** Begin Recorded data **
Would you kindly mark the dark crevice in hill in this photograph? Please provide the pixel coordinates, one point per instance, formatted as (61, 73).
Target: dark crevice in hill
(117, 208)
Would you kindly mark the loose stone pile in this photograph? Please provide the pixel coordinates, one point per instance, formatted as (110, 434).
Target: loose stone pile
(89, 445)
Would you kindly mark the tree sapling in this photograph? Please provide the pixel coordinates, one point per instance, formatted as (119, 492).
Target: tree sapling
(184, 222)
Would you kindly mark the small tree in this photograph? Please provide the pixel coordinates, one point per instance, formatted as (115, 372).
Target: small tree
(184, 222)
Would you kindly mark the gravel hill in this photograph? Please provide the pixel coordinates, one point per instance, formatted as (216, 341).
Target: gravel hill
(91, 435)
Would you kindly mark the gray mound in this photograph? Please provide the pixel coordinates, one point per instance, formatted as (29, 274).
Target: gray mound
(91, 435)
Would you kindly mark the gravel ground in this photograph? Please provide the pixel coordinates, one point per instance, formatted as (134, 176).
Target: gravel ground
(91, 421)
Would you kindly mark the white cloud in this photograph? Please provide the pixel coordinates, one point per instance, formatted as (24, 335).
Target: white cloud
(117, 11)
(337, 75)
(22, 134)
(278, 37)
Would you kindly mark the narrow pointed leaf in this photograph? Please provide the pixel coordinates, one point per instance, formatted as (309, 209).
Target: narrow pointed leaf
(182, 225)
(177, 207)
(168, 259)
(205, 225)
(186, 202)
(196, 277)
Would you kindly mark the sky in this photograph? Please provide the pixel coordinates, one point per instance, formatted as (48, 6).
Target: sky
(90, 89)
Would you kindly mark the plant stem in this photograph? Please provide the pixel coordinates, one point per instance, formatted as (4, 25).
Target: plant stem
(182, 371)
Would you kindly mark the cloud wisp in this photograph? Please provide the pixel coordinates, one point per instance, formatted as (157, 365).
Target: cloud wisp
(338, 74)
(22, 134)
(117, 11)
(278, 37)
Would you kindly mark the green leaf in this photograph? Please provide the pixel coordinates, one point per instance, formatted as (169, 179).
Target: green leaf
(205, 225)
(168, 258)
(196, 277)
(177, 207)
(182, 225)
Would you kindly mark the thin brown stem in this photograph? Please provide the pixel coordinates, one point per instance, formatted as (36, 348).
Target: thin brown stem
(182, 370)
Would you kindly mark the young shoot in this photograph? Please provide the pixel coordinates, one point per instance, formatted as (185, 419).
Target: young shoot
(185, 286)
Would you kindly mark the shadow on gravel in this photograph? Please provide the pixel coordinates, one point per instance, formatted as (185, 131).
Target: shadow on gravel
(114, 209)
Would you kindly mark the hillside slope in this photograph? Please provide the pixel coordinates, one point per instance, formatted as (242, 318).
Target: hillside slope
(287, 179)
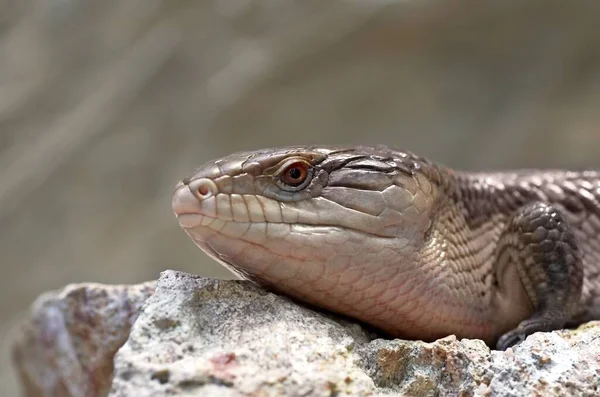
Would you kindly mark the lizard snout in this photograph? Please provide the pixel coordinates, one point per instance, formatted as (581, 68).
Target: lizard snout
(193, 200)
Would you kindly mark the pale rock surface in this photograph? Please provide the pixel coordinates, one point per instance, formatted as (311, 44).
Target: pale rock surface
(66, 348)
(203, 337)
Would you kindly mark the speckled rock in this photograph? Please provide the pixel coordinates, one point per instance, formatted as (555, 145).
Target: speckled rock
(66, 348)
(206, 337)
(203, 337)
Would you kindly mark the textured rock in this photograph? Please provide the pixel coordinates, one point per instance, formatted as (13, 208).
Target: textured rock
(203, 337)
(206, 337)
(68, 345)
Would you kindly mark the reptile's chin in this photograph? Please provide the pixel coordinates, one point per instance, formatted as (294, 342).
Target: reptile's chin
(190, 220)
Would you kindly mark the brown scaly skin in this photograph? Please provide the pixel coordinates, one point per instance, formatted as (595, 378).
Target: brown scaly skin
(410, 247)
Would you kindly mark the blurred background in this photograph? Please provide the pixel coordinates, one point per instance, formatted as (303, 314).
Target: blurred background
(104, 105)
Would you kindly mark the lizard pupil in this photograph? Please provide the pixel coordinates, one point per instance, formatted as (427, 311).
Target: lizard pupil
(295, 173)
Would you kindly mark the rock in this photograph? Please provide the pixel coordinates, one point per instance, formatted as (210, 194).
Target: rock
(203, 337)
(67, 346)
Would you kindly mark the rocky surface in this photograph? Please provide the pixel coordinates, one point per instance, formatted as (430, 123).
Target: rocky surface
(197, 336)
(104, 105)
(67, 346)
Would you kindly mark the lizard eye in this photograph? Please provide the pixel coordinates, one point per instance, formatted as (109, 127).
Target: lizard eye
(295, 174)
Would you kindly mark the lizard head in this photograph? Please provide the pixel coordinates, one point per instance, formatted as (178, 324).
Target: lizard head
(312, 222)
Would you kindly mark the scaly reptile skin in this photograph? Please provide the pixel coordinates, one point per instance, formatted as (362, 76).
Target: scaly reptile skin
(413, 248)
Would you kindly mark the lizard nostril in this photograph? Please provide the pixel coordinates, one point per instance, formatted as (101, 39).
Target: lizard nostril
(203, 188)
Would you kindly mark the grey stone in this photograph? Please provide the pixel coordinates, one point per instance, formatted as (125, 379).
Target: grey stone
(197, 336)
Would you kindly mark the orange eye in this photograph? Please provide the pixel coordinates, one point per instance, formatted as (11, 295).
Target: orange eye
(295, 174)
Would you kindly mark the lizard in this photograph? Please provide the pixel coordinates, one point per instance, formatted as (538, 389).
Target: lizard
(415, 249)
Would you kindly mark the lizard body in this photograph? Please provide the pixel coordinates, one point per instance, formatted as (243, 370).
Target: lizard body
(415, 249)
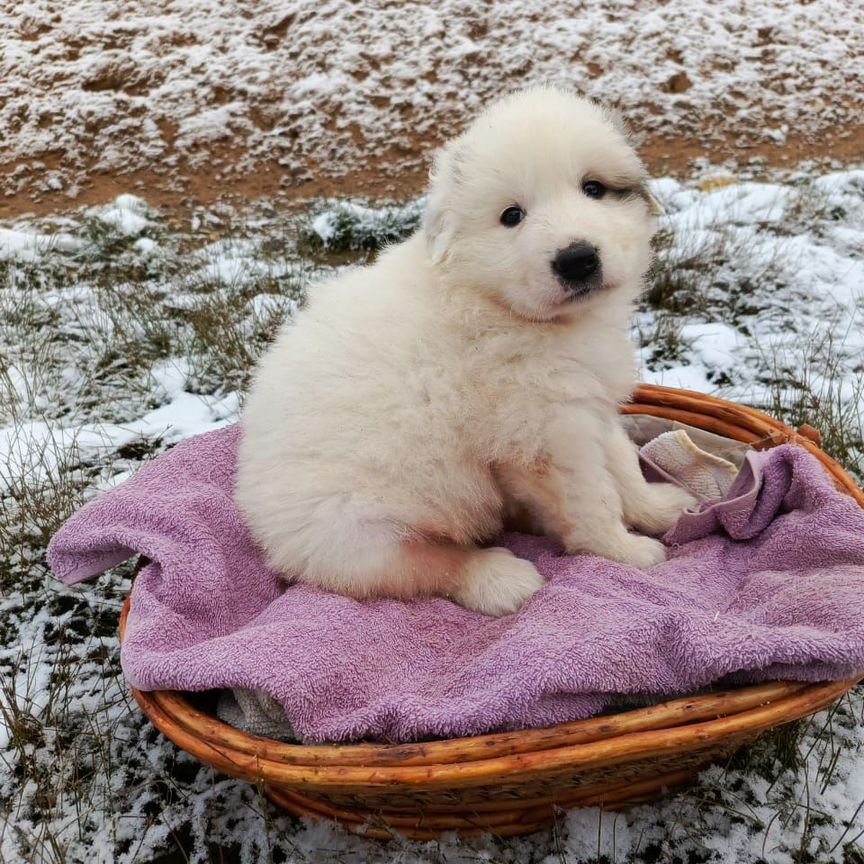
** End Recorded data **
Aim of the task:
Please write out the entries again, starting at the line that contains "Would you kindly mark the lizard nostril" and continuing through the final entry, requests included, and leave out the pictures. Raise every number in the answer pixel coordinates by 100, but keep the numbers in the requests and their format samples unchanged.

Result of the task:
Would you kindly mark the lizard nostril in this photograph? Please provide the pixel coordinates, one point per instance, formatted as (101, 39).
Target: lizard nostril
(303, 288)
Would you kindly mark the grey stone in this photograph? Please provide the pixel coordinates, one point per instance, formatted as (125, 379).
Target: grey stone
(297, 436)
Would you kindly mark the orange eye in this photograph? Please provide the pixel coordinates, one point per instance, formatted as (11, 295).
Target: orange eye
(395, 274)
Would you kindly mark the lizard in this photograph? Please provide the pixel coordinates, one point per instance, formatted as (538, 389).
Target: lizard
(515, 349)
Would you kindly mark the lizard body in this photograph? Please provide the pixel coordinates, one point per instance, formatted as (243, 370).
Target: lizard body
(515, 349)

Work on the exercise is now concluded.